• _EXCERPTED PASSAGE_

Resourcing Australia's Prosperity About the initiative

  • A national 35-year, $3.4 billion initiative, led by Geoscience Australia (2024-59)

  • Commenced on 1 July 2024

  • Building on the success of the $225 million Exploring for the Future program (2016-24)

What will Resourcing Australia’s Prosperity achieve?

Geoscience Australia, in partnership with Commonwealth and state and territory governments, will comprehensively map Australia’s onshore resource potential for all 36 critical minerals and strategic materials, as well as Australia’s groundwater systems. It will also assess options for geological storage of hydrogen and carbon dioxide.

Offshore, it will assess suitable sites for renewable energy infrastructure and carbon dioxide storage.

Through this generational investment, Geoscience Australia will:

  • Assess national resource potential, mapping ‘hot spots’ for all of Australia’s critical minerals and strategic materials, and other resources needed to support the net zero transition.
  • Map all of Australia’s groundwater systems, supporting our climate resilience, our agricultural output and water security for communities, industries and the environment.

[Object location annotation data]
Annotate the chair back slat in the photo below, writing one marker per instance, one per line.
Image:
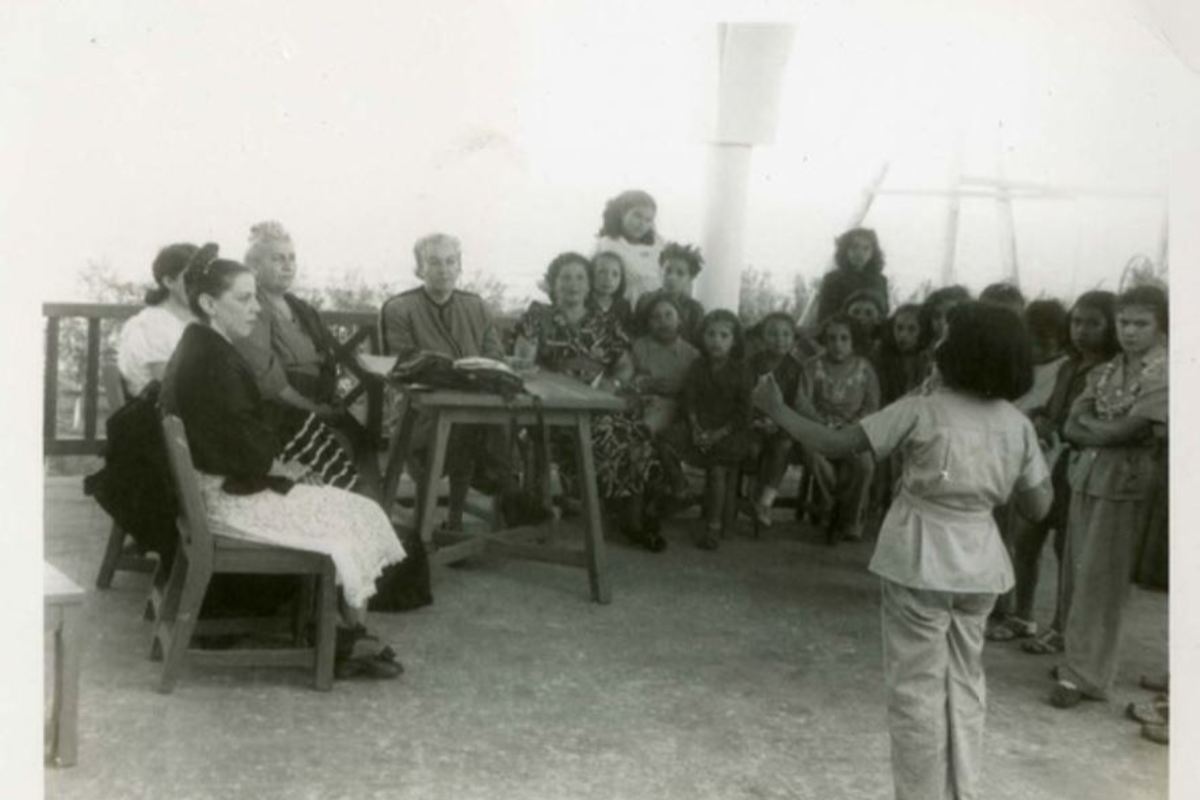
(193, 527)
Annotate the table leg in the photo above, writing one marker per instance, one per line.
(397, 451)
(593, 534)
(67, 683)
(429, 500)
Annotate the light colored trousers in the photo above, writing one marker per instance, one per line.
(933, 666)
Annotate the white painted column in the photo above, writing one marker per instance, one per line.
(751, 59)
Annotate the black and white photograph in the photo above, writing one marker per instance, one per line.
(599, 401)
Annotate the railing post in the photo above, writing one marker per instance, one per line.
(51, 382)
(91, 383)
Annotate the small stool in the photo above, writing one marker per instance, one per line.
(64, 611)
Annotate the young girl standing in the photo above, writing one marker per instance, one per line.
(715, 414)
(940, 554)
(607, 295)
(1093, 341)
(628, 229)
(778, 334)
(839, 389)
(1120, 425)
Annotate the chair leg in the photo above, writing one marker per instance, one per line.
(178, 632)
(112, 557)
(327, 629)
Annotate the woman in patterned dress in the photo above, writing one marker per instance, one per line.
(570, 337)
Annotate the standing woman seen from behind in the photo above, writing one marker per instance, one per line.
(251, 491)
(150, 336)
(628, 230)
(940, 555)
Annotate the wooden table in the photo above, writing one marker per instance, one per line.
(567, 403)
(64, 608)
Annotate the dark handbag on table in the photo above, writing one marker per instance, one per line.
(473, 374)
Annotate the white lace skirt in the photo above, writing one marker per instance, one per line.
(349, 528)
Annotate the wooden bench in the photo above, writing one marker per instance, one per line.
(64, 608)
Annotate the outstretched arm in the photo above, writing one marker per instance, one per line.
(827, 441)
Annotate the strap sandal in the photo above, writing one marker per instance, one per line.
(1047, 644)
(1156, 711)
(1157, 733)
(1012, 627)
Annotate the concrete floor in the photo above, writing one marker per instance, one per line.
(753, 672)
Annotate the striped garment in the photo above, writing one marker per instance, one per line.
(316, 447)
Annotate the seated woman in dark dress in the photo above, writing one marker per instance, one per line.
(292, 355)
(251, 489)
(571, 337)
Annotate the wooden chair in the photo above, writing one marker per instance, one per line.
(120, 553)
(203, 554)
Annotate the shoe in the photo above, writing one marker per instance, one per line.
(1156, 711)
(1012, 627)
(1049, 643)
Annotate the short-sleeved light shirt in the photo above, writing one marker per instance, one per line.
(148, 337)
(961, 457)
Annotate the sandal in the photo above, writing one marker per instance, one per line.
(1012, 627)
(1047, 644)
(1066, 695)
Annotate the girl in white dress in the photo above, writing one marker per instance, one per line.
(149, 337)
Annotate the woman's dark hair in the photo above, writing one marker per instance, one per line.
(858, 336)
(615, 214)
(841, 258)
(888, 346)
(169, 263)
(655, 300)
(685, 253)
(1147, 296)
(937, 298)
(760, 328)
(557, 265)
(621, 263)
(1048, 319)
(209, 275)
(725, 316)
(1104, 302)
(987, 353)
(1002, 294)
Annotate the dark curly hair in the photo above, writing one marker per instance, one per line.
(685, 253)
(1103, 302)
(557, 265)
(1147, 296)
(725, 316)
(1047, 319)
(858, 336)
(615, 214)
(169, 263)
(841, 251)
(987, 352)
(209, 275)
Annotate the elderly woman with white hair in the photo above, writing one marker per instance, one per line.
(441, 318)
(292, 355)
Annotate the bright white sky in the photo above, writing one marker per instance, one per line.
(137, 124)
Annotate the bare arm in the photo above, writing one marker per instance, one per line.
(1035, 504)
(814, 435)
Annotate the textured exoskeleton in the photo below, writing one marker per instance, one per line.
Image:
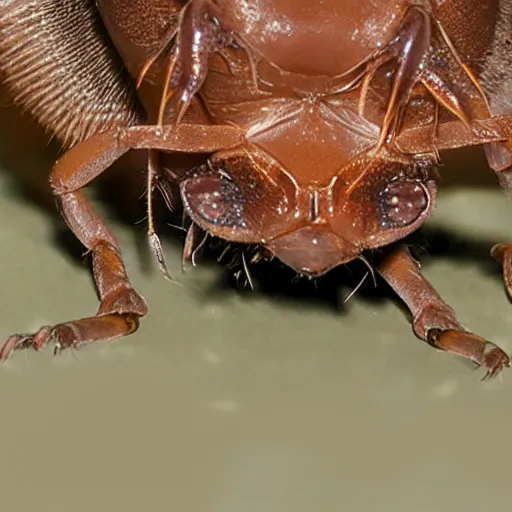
(315, 129)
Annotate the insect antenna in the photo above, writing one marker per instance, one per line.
(370, 269)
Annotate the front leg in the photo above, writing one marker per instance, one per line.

• _WHAT IS ASKED_
In the overview of the Resourcing Australia's Prosperity initiative, what earlier program does the initiative build on, and what did that program cost?

• _FINISHED EXERCISE_
It builds on the Exploring for the Future program (2016-24), which cost $225 million.